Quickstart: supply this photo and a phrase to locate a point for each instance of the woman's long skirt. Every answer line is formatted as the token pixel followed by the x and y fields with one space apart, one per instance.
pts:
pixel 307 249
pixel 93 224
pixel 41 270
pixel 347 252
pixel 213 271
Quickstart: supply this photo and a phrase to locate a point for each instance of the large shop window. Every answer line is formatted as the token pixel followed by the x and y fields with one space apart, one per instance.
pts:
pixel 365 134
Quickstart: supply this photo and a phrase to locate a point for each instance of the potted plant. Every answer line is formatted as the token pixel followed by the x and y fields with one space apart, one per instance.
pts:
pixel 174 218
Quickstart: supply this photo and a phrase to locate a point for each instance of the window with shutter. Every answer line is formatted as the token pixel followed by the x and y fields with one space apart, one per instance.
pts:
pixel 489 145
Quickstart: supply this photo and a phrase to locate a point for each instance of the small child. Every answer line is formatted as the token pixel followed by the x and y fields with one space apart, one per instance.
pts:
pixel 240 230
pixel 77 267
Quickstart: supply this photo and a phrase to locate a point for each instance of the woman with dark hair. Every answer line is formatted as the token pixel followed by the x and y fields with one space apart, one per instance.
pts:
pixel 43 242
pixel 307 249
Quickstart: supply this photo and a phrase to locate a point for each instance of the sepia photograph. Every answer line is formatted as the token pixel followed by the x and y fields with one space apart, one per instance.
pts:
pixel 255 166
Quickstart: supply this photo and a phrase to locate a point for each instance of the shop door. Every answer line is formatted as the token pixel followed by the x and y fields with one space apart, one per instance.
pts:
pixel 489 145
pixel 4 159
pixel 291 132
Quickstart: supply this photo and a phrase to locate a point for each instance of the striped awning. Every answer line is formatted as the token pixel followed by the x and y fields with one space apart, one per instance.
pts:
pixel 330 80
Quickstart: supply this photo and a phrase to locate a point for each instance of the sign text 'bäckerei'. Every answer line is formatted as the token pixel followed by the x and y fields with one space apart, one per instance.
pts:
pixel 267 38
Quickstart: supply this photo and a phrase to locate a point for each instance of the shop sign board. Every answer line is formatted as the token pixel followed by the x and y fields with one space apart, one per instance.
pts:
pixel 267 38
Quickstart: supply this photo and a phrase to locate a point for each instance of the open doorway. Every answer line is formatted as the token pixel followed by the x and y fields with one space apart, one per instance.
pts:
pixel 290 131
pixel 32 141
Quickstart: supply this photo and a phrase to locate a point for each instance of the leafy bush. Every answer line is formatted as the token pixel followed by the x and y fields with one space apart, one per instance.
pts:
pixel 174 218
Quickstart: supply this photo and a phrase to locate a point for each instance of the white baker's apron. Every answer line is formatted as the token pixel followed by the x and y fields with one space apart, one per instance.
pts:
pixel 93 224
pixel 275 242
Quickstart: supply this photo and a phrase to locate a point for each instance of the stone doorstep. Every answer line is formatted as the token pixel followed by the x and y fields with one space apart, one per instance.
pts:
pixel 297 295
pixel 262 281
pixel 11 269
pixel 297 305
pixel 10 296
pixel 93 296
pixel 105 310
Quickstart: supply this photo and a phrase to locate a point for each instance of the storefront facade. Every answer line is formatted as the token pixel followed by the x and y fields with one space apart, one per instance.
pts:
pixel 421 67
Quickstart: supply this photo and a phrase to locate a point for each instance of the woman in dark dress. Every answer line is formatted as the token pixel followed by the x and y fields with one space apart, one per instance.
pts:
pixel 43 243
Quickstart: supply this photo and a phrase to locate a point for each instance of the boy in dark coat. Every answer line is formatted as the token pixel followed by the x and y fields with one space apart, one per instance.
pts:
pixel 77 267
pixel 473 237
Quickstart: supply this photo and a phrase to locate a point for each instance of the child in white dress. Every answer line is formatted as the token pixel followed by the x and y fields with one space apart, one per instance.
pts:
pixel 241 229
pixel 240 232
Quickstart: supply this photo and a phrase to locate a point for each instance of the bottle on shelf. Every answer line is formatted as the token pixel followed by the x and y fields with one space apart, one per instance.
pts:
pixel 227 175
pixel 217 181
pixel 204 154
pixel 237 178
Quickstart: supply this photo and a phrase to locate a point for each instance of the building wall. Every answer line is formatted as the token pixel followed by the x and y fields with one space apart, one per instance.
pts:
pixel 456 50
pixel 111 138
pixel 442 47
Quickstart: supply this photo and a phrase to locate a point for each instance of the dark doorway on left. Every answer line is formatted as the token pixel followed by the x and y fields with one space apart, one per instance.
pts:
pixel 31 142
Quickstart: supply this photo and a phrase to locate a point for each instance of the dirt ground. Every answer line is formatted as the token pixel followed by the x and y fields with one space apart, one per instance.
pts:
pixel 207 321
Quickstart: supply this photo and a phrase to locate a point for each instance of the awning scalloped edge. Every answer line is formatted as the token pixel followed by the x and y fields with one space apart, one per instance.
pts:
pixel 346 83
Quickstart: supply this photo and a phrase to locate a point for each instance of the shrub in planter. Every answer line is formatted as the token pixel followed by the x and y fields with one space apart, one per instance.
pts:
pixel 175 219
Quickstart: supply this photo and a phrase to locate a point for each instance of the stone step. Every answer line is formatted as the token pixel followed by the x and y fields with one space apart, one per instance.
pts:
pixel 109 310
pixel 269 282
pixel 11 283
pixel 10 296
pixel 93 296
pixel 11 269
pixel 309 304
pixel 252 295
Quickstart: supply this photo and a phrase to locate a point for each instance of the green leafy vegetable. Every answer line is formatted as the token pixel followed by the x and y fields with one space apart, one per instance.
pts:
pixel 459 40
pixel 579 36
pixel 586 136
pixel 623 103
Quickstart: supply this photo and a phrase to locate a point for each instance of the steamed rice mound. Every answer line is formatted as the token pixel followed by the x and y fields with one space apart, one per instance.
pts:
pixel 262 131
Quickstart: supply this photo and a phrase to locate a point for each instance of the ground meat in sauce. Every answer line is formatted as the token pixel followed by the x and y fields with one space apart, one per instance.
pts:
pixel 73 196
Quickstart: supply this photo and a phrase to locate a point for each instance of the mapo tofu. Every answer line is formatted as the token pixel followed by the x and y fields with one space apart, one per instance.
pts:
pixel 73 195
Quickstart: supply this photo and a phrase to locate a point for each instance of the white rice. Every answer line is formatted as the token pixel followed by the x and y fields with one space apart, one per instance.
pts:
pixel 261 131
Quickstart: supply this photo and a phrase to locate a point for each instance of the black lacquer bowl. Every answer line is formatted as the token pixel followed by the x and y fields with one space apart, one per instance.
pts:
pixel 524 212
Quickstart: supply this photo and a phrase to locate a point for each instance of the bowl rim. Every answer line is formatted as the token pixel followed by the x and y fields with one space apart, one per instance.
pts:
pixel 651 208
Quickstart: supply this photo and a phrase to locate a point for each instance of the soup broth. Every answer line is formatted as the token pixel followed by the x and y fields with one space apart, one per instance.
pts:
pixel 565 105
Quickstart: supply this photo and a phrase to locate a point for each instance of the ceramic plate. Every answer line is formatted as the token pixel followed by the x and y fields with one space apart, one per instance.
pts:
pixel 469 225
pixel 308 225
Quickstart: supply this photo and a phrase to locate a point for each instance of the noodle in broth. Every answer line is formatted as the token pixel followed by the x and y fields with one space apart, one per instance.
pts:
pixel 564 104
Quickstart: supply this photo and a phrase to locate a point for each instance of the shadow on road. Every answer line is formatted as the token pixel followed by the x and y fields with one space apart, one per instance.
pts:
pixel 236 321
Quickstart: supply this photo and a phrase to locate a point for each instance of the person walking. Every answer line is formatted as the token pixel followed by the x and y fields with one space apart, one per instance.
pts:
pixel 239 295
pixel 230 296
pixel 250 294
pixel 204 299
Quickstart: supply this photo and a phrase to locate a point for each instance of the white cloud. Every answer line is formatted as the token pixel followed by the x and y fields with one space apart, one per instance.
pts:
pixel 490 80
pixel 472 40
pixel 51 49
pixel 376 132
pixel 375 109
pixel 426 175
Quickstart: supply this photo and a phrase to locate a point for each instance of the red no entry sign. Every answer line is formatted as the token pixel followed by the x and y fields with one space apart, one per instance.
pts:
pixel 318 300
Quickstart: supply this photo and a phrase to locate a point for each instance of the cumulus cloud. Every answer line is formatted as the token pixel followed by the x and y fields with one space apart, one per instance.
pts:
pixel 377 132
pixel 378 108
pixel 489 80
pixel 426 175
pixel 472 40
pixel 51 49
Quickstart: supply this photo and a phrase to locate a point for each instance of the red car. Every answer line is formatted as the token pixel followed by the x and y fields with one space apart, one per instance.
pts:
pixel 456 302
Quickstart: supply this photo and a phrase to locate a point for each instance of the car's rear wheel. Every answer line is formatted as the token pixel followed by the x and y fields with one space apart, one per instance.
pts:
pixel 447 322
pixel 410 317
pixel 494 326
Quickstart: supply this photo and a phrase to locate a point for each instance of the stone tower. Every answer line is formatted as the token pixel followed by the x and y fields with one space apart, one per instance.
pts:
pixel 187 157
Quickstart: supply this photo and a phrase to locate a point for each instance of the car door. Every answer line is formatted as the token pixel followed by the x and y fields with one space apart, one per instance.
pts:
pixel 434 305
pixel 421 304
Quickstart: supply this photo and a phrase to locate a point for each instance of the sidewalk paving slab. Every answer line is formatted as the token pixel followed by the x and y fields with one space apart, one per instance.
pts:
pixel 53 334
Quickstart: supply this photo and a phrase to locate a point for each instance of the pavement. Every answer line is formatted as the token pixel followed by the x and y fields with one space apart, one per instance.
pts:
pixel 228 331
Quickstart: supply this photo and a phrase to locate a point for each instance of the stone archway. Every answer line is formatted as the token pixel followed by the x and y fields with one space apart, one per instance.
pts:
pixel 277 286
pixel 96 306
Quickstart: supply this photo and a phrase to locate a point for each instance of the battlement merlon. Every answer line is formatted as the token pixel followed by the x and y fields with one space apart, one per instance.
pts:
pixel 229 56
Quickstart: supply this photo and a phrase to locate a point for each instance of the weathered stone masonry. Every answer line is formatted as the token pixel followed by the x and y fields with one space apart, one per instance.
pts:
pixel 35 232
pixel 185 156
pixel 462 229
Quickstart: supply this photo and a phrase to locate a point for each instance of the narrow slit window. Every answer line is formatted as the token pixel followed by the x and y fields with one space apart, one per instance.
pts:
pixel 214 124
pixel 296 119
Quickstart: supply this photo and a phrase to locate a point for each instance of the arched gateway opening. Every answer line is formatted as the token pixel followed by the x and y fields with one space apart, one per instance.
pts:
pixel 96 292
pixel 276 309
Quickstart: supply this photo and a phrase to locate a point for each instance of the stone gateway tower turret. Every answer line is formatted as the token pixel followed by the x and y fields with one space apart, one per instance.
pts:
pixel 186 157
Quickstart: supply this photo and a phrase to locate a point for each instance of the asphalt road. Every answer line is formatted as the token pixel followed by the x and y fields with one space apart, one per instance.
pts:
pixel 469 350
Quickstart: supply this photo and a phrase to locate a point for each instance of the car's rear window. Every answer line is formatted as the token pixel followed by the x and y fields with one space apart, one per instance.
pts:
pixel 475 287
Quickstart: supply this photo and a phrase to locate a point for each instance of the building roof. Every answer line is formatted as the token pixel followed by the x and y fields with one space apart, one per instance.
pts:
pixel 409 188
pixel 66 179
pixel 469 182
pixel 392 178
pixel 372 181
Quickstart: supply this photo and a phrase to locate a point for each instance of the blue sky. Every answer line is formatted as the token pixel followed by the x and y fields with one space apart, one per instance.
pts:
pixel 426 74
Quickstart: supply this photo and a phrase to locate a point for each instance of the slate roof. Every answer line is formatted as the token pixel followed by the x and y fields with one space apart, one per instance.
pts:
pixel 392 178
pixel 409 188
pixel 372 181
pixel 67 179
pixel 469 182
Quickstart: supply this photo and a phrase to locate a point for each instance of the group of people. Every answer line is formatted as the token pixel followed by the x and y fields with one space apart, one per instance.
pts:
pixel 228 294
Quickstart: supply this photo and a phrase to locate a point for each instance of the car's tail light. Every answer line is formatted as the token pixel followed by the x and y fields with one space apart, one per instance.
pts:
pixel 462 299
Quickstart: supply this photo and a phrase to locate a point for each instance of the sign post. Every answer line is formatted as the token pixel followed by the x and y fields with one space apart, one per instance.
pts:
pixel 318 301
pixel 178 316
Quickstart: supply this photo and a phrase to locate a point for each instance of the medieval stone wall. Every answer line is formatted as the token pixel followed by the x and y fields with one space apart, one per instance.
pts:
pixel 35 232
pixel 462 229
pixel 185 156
----
# WHAT TO PRODUCE
Put the entries from the line with "of the weathered" up to and including the line with "pixel 475 287" into a numbered list, leaving out any blank lines.

# ANSWER
1. Quickstart: supply this photo and a phrase to locate a point for each instance of the weathered stone masonry. Every answer line is formatted as the token pixel followed by the x and y fields with one space apart, one per instance.
2. pts:
3. pixel 35 232
4. pixel 185 156
5. pixel 462 229
6. Quickstart: supply this photo and a phrase to locate a point for each instance of the narrow slit window. Every answer line is formatted as the token pixel followed by the x and y fields with one space apart, one per instance.
7. pts:
8. pixel 214 124
9. pixel 296 119
10. Quickstart: supply this photo and a phrase to locate a point for each instance of the arched gateway opening. Every answer line is formatted as the token pixel followed by the x and y fields with one space apart, one per instance.
11. pts:
12. pixel 96 292
13. pixel 276 309
14. Quickstart: supply this photo and a phrase to locate a point for each instance of the stone gateway tower turret. Every answer line is formatted as the token pixel followed by the x and y fields with one space apart, one per instance.
15. pts:
16. pixel 186 157
17. Quickstart: supply this photo and a phrase to locate a point for each instance of the asphalt road. Every answer line is formatted as the token pixel followed by the x and y fields with one space apart, one per instance.
18. pts:
19. pixel 469 350
20. Quickstart: supply this photo and a phrase to locate a point for each instance of the car's rear window. Every answer line is formatted as the token pixel followed by the x and y fields with one space apart, one per instance.
21. pts:
22. pixel 475 287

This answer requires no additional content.